- [Document extract]:
↓↓↓

Fellow Spotlight: Kelly Richman-Abdou
People & Community
Introducing Kelly Richman-Abdou, Research Fellow for the Charles Rumph Photography Collection.
Tell us about yourself.
I’m an art historian, educator, and writer with a long-standing love of both making and studying art. My work centers on 20th-century American photography and painting, bringing together research, exhibitions, and writing to make art history engaging and accessible to broad audiences.
I hold a BA in Art History/Arts Management with a minor in Fine Arts from the University of San Francisco—where I was born and raised—as well as an MA in Art and Museum Studies from Georgetown University and a PhD in Art History from the University of Birmingham in the United Kingdom. I’m also the mom of two little girls (who you’ve probably seen holding hands and wandering around the museum!)
What brought you to museum work/the Phillips/the arts?
I’ve been making art for as long as I can remember; my entire childhood, I was certain I would become an artist! As I got older, my curiosity expanded beyond creating to the ideas behind art. I decided to major in art history in college, where I quickly discovered my love of research and my desire to become a museum curator. After graduating, I moved to DC to attend Georgetown and completed three internships at The Phillips Collection in just one year: two in the Curatorial department with Sue Frank and one in the Director’s Office under Dorothy Kosinski.

↑↑↑

List each academic degree Kelly Richman-Abdou holds according to the fellow spotlight above, along with the institution that granted it.

[Labeled region records]
↓↓↓

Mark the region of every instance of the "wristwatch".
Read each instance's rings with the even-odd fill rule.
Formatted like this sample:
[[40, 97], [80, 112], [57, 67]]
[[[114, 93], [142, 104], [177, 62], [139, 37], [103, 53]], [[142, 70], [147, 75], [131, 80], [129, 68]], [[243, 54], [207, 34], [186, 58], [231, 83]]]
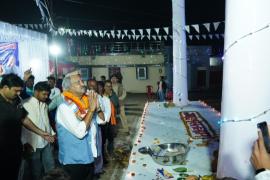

↑↑↑

- [Output]:
- BA in Art History/Arts Management, with a minor in Fine Arts: University of San Francisco
- MA in Art and Museum Studies: Georgetown University
- PhD in Art History: University of Birmingham, United Kingdom